Data section =
● ● ● ● ●

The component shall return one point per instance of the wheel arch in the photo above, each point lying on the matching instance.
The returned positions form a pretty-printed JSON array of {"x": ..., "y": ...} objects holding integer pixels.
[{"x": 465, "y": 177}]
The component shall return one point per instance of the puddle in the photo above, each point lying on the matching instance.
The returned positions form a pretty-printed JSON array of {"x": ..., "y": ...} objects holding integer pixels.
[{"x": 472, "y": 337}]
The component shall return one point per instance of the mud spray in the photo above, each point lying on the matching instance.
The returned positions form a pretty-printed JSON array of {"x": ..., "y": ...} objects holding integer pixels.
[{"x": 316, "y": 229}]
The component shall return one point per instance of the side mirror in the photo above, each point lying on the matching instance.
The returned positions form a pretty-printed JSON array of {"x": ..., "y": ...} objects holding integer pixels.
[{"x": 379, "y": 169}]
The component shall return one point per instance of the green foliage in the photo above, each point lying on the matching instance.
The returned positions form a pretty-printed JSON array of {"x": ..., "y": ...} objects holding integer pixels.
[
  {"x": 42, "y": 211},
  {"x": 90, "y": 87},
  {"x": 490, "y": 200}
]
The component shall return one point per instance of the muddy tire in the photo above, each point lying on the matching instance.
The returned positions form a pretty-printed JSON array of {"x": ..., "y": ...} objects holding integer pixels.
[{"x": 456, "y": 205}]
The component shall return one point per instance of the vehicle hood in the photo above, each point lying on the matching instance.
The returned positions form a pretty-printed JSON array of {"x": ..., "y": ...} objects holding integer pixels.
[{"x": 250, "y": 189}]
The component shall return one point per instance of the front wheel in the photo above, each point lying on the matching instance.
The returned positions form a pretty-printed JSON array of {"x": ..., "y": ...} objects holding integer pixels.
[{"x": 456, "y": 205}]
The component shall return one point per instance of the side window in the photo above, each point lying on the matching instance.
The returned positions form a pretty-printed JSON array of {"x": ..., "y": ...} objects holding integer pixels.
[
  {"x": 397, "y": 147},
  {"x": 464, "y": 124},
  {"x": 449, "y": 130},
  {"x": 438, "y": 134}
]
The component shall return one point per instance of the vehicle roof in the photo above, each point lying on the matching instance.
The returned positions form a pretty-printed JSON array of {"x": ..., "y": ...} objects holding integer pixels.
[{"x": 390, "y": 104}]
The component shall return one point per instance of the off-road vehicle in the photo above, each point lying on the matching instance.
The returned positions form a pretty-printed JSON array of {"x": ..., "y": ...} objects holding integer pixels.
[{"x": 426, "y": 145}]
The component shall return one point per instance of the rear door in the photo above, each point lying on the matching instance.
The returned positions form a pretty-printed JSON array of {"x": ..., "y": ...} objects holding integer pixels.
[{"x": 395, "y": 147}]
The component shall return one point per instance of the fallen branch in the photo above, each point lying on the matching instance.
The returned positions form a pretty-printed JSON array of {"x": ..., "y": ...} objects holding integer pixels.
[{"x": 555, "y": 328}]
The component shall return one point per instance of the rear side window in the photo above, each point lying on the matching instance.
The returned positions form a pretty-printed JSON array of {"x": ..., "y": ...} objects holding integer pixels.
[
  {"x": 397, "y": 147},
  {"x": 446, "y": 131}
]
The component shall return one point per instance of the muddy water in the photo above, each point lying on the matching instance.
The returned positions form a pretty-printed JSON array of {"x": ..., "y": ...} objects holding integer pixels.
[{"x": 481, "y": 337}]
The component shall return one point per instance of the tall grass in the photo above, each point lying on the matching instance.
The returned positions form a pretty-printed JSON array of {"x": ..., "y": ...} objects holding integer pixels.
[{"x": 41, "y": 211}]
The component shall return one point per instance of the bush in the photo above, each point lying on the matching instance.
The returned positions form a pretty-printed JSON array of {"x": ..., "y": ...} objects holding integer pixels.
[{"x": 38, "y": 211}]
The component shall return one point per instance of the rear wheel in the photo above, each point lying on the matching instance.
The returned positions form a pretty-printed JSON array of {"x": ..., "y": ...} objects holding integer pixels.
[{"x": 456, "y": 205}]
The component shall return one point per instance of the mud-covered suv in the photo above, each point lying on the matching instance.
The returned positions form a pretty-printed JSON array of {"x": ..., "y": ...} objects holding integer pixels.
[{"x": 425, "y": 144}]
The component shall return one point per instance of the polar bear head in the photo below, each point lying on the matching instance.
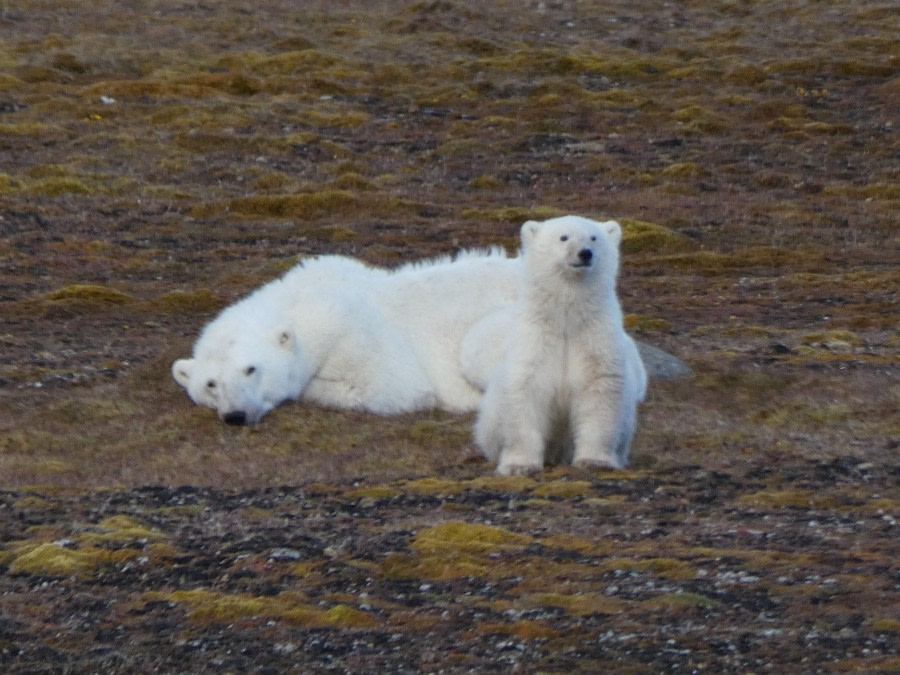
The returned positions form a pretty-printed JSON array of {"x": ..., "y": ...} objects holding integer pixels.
[
  {"x": 241, "y": 370},
  {"x": 572, "y": 247}
]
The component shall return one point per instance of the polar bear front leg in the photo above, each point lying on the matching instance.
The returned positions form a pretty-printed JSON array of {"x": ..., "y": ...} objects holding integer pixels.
[
  {"x": 524, "y": 438},
  {"x": 596, "y": 420}
]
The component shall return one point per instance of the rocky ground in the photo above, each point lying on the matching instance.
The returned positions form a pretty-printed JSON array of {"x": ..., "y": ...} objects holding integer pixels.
[
  {"x": 687, "y": 570},
  {"x": 159, "y": 161}
]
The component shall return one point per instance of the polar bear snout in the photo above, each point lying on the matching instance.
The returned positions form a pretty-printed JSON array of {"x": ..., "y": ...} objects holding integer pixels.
[{"x": 235, "y": 417}]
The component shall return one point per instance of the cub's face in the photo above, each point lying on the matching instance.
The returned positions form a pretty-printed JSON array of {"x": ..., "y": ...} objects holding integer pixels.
[
  {"x": 572, "y": 245},
  {"x": 242, "y": 378}
]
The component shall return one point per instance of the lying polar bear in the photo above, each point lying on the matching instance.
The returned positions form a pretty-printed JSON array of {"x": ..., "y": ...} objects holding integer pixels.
[{"x": 336, "y": 332}]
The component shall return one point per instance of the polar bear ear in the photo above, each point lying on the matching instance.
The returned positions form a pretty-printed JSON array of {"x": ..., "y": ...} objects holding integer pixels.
[
  {"x": 528, "y": 231},
  {"x": 613, "y": 231},
  {"x": 181, "y": 371}
]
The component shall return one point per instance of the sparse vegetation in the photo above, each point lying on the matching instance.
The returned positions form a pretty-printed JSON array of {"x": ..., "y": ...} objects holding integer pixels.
[{"x": 162, "y": 162}]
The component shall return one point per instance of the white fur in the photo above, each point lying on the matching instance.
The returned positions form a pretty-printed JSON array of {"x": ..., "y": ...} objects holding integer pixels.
[
  {"x": 336, "y": 332},
  {"x": 568, "y": 386}
]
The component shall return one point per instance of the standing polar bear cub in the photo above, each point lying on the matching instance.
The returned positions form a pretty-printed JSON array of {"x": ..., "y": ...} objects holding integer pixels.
[{"x": 568, "y": 386}]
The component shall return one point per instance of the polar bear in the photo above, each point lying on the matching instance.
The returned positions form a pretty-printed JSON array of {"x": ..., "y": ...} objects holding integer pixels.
[
  {"x": 307, "y": 335},
  {"x": 568, "y": 386},
  {"x": 339, "y": 333}
]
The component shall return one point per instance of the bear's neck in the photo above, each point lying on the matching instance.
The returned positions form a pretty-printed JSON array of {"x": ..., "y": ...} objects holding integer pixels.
[{"x": 572, "y": 303}]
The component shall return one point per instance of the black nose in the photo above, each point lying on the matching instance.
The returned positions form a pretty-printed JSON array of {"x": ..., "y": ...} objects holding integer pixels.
[{"x": 237, "y": 418}]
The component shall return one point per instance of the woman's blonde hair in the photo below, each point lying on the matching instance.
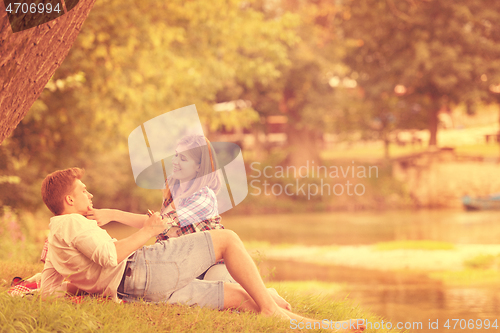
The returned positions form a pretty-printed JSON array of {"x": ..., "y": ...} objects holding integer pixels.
[{"x": 203, "y": 153}]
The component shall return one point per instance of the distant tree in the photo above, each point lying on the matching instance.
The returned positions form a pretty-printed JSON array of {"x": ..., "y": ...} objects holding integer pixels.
[
  {"x": 438, "y": 53},
  {"x": 29, "y": 58}
]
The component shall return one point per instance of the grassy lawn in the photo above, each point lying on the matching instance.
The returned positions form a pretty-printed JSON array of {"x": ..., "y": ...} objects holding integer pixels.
[{"x": 312, "y": 299}]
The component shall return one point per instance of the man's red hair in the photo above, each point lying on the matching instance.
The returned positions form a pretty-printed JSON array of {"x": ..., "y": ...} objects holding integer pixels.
[{"x": 57, "y": 185}]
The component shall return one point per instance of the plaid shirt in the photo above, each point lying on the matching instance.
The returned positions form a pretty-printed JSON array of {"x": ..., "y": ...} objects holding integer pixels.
[{"x": 197, "y": 213}]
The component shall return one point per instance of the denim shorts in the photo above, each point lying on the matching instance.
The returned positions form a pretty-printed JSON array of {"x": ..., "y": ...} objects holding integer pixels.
[{"x": 166, "y": 272}]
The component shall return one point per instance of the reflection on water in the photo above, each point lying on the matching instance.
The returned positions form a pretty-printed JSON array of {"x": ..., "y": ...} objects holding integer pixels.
[
  {"x": 397, "y": 296},
  {"x": 345, "y": 228}
]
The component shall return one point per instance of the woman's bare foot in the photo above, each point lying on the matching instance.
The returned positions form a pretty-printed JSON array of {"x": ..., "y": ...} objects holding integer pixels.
[{"x": 282, "y": 303}]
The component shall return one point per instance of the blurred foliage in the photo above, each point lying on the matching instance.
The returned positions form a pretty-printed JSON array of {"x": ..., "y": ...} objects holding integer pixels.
[
  {"x": 19, "y": 237},
  {"x": 413, "y": 58},
  {"x": 132, "y": 61}
]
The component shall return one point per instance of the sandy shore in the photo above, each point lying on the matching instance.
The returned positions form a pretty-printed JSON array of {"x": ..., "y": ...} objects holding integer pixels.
[{"x": 369, "y": 257}]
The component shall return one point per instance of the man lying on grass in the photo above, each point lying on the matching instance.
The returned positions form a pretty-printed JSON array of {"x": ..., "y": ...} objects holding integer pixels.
[{"x": 82, "y": 256}]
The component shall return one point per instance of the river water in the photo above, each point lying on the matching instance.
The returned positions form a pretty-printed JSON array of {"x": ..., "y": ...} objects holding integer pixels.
[{"x": 408, "y": 298}]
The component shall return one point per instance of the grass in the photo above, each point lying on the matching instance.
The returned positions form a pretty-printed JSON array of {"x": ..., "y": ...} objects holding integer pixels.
[
  {"x": 28, "y": 314},
  {"x": 31, "y": 314},
  {"x": 490, "y": 150},
  {"x": 414, "y": 245}
]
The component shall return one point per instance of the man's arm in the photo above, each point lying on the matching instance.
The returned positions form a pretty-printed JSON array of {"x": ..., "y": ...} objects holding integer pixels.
[
  {"x": 151, "y": 227},
  {"x": 104, "y": 216}
]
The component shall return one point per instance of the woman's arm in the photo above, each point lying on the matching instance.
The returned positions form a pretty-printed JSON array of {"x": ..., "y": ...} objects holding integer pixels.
[{"x": 104, "y": 216}]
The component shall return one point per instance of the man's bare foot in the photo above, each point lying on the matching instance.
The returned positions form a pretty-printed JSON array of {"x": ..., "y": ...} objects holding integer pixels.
[
  {"x": 282, "y": 303},
  {"x": 351, "y": 326}
]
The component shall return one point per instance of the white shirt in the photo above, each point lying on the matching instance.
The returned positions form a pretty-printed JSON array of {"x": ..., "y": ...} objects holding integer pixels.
[{"x": 82, "y": 253}]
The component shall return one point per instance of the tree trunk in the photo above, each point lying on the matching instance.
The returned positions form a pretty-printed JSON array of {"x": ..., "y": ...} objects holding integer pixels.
[{"x": 29, "y": 58}]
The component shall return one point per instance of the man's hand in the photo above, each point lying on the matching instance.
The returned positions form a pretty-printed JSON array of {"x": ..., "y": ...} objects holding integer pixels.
[
  {"x": 172, "y": 233},
  {"x": 155, "y": 224},
  {"x": 101, "y": 216}
]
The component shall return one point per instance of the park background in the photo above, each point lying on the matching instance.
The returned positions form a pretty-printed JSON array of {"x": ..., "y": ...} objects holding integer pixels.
[{"x": 410, "y": 88}]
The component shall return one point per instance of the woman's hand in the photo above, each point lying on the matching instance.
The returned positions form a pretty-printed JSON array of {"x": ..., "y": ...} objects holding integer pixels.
[{"x": 101, "y": 216}]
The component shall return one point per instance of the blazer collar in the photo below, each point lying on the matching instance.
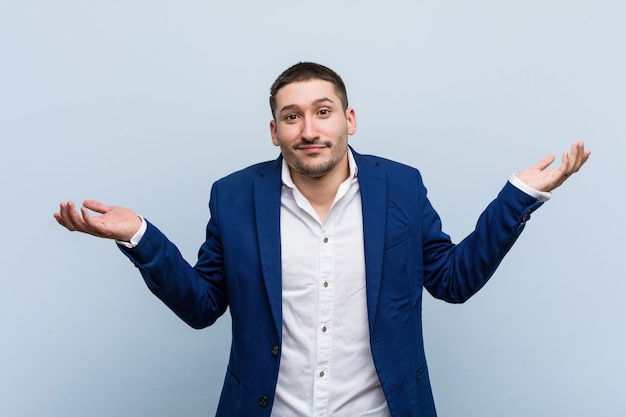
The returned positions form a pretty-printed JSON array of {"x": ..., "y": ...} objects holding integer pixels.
[
  {"x": 267, "y": 189},
  {"x": 373, "y": 186}
]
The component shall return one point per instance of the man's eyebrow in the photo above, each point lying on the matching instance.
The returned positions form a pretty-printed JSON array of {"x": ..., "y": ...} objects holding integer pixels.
[{"x": 290, "y": 107}]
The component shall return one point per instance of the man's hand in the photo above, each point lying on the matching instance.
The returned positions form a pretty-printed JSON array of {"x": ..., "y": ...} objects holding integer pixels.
[
  {"x": 542, "y": 179},
  {"x": 117, "y": 223}
]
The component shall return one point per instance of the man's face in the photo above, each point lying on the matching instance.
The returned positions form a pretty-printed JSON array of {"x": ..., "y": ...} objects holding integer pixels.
[{"x": 311, "y": 128}]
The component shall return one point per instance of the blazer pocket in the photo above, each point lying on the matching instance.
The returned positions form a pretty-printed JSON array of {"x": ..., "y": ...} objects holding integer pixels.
[{"x": 397, "y": 238}]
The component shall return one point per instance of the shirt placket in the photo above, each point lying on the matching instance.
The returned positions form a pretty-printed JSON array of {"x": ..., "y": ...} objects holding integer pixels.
[{"x": 323, "y": 370}]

● ● ● ● ●

Lay out the lines above, from the one containing "the woman's hand" through the end of the rows, as a Markdown table with the columns Index and Text, numbering each line and skipping blank lines. Leave the pictures out.

The answer =
| Index | Text |
|---|---|
| 1 | The component shall return one point per instance of the woman's hand in the photo above, each point lying on the matching instance. |
| 2 | The returned positions form a pretty-printed JSON array of {"x": ..., "y": ...} objects holding integer pixels. |
| 3 | [{"x": 101, "y": 216}] |
| 4 | The component shall return one point per instance of the blazer collar in the photo below, each point lying on the matching instance. |
| 5 | The returned positions form a pretty-printed JSON array of {"x": ..., "y": ...} objects holding integer pixels. |
| 6 | [ |
| 7 |   {"x": 267, "y": 189}, |
| 8 |   {"x": 373, "y": 186} |
| 9 | ] |
| 10 | The component shall return one point per instance of the man's eyebrow in the photo above, each point lying on the matching instance. |
| 11 | The returned positions form a pretty-printed JSON array of {"x": ..., "y": ...} objects holding integer pixels. |
| 12 | [{"x": 290, "y": 107}] |
| 13 | The component shall return one point per instance of the man's hand in the photo above, each point lying on the matching instance. |
| 14 | The returned positions form a pretty-printed JSON array of {"x": ..., "y": ...} objects holding integer pixels. |
| 15 | [ |
| 16 |   {"x": 542, "y": 179}, |
| 17 |   {"x": 117, "y": 223} |
| 18 | ] |
| 19 | The component shall return one point per instance of the man's face in the photo above, each point lying on the matching instance. |
| 20 | The returned positions form a pretty-printed JSON array of {"x": ..., "y": ...} objects holding integer pixels. |
| 21 | [{"x": 311, "y": 128}] |
| 22 | The component shall return one point per instance of the blazer pocket in the photo above, each point lying on the matching instance. |
| 23 | The returned positions form a pretty-printed JSON array of {"x": ..., "y": ...} objects holding integer pixels. |
| 24 | [{"x": 397, "y": 238}] |
| 25 | The component shall return one point per instance of the shirt placket in the photo above, each point lying on the matching instance. |
| 26 | The returned positions form a pretty-printed JSON array of {"x": ..., "y": ...} objects holding integer pixels. |
| 27 | [{"x": 323, "y": 370}] |